Excerpts from point annotation data:
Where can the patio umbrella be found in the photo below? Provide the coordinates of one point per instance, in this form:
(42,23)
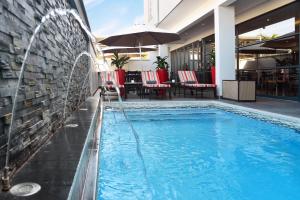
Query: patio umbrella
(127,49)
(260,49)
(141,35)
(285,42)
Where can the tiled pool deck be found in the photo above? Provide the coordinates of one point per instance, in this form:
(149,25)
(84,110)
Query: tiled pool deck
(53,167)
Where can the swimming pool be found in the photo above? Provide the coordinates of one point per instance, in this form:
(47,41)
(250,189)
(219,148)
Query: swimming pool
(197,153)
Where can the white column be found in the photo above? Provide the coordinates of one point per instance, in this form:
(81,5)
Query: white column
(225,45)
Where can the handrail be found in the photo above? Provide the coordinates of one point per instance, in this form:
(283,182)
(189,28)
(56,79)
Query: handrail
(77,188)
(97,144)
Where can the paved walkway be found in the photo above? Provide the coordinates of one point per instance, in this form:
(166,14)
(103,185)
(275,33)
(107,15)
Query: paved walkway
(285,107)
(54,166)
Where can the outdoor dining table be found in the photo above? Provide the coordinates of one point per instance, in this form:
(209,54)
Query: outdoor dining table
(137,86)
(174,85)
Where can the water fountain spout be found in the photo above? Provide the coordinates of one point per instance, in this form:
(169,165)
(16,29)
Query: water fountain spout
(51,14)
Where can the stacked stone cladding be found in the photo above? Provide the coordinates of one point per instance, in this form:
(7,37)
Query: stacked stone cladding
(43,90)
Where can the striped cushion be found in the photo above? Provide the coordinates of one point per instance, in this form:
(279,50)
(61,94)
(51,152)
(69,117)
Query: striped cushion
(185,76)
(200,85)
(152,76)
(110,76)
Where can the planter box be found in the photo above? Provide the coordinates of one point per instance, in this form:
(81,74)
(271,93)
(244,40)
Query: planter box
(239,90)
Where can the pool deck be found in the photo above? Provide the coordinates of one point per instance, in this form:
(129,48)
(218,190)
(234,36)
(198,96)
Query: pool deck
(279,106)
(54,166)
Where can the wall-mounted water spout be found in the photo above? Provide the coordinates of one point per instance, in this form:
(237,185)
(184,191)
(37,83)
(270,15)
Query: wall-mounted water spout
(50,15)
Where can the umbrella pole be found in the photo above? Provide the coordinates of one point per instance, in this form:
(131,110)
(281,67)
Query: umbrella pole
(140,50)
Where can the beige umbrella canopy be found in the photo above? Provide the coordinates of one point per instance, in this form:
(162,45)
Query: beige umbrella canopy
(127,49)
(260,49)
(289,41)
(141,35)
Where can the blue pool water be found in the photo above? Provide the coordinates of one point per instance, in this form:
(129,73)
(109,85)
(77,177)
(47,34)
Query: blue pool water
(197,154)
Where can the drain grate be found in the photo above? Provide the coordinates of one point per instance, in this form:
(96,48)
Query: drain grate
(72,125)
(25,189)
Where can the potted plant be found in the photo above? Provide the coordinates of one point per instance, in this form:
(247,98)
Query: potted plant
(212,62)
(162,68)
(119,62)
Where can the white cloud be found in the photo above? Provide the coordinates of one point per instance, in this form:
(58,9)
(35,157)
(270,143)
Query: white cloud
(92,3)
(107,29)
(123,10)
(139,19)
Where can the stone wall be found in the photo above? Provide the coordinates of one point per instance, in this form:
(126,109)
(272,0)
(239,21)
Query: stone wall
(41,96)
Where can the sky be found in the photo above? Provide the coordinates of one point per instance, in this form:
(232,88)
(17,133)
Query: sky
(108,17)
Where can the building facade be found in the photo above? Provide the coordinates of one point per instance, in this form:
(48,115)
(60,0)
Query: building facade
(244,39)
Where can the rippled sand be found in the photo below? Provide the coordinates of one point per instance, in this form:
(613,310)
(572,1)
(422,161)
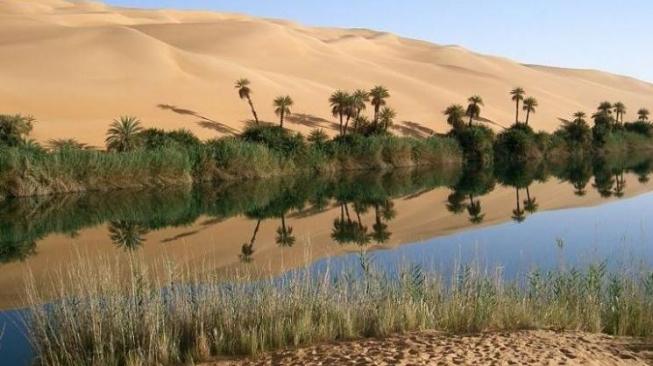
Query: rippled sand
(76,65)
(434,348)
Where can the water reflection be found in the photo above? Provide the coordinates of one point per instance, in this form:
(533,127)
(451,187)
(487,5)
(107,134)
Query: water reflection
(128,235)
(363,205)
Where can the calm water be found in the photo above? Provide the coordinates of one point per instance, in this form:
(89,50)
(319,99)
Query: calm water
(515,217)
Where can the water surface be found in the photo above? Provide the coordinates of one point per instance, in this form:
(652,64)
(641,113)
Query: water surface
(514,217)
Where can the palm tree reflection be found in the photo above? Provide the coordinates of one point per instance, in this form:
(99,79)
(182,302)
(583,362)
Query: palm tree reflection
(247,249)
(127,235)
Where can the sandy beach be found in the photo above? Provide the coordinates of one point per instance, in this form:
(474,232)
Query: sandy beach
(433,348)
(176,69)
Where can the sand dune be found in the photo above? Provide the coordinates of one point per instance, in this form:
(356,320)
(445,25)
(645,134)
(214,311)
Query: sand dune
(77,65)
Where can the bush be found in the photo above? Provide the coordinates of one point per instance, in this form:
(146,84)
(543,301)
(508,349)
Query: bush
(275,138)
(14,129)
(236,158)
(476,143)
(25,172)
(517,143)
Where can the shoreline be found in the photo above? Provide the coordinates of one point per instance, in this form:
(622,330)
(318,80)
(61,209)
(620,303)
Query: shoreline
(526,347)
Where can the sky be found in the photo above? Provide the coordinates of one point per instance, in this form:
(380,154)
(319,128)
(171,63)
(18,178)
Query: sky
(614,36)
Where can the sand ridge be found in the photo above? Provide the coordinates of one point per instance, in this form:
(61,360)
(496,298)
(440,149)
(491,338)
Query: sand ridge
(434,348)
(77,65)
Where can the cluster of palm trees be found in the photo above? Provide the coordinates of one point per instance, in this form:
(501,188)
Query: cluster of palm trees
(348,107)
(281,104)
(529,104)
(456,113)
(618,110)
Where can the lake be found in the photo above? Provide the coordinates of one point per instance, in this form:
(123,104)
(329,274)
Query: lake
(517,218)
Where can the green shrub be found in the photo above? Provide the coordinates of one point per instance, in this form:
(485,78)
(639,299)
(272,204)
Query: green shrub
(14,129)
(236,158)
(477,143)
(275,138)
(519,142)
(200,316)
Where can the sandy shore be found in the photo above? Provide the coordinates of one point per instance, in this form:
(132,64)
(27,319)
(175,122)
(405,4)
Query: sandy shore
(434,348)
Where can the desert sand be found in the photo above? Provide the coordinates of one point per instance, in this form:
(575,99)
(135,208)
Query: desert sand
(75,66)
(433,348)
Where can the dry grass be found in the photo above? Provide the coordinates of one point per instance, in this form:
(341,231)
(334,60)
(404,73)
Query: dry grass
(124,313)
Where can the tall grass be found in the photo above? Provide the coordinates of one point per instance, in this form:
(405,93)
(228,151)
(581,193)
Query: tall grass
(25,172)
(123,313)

==

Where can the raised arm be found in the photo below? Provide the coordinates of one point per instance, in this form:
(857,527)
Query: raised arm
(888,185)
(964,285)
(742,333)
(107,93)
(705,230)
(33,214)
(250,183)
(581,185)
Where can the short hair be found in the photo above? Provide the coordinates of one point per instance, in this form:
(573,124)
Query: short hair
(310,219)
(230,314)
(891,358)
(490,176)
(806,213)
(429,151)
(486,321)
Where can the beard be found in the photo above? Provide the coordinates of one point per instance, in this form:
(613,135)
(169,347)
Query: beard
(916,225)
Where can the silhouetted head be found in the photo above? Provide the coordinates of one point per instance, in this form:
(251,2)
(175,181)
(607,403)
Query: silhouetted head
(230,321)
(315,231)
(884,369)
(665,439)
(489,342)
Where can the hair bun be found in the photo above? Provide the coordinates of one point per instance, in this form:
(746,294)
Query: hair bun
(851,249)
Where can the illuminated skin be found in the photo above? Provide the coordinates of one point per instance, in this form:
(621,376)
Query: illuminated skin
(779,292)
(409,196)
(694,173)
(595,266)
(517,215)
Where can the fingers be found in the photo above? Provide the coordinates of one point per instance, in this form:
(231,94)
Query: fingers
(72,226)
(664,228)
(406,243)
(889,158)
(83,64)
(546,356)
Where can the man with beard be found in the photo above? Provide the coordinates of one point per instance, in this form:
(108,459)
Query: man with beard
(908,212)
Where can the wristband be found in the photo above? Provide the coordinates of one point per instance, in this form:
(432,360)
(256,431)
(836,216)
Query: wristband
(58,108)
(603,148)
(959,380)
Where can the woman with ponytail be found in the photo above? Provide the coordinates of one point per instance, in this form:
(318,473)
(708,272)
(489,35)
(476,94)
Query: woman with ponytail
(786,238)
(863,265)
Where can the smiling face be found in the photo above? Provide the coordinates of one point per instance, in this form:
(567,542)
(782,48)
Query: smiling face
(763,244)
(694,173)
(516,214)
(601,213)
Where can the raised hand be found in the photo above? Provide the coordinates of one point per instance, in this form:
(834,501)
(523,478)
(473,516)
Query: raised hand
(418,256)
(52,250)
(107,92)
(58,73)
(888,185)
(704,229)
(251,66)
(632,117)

==

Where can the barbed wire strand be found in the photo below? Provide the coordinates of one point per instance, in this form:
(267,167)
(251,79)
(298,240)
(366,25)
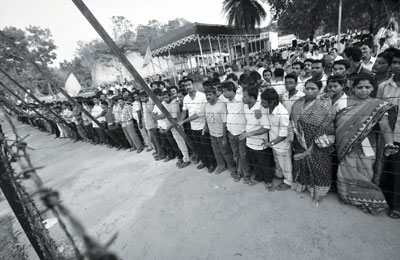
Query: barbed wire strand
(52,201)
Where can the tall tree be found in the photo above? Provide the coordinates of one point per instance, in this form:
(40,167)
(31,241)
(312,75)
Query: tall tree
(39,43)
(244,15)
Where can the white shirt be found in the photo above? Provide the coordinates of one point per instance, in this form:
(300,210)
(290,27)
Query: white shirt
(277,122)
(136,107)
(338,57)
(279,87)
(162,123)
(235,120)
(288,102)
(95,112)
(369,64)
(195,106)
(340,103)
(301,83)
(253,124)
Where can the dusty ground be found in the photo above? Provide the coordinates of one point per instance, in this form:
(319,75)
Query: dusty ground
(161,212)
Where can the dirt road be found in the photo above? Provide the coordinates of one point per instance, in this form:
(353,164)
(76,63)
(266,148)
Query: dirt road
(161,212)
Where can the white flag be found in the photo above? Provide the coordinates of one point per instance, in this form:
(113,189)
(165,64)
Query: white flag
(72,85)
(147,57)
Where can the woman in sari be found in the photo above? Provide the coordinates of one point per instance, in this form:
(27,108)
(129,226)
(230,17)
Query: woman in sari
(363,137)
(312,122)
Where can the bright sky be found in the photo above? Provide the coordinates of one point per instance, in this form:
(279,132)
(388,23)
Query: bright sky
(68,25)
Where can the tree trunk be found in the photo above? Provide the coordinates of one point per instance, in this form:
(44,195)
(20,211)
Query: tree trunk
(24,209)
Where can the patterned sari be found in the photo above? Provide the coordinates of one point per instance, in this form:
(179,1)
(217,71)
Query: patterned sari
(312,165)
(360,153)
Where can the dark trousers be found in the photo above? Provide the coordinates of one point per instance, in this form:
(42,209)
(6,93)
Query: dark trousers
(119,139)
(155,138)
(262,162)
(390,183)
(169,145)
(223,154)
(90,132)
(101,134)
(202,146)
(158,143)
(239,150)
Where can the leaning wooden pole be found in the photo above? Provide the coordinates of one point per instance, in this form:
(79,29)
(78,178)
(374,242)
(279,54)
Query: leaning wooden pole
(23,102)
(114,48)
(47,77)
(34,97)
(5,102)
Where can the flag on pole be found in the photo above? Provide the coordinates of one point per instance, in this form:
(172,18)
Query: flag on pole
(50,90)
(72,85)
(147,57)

- What the task requires -
Gather every line in the items above that contains the string "handrail", treating uppercase and lowercase as different.

- Final result -
Where can the handrail be found in the photo above? Provide the coordinates of one point per instance, in this form:
Query: handrail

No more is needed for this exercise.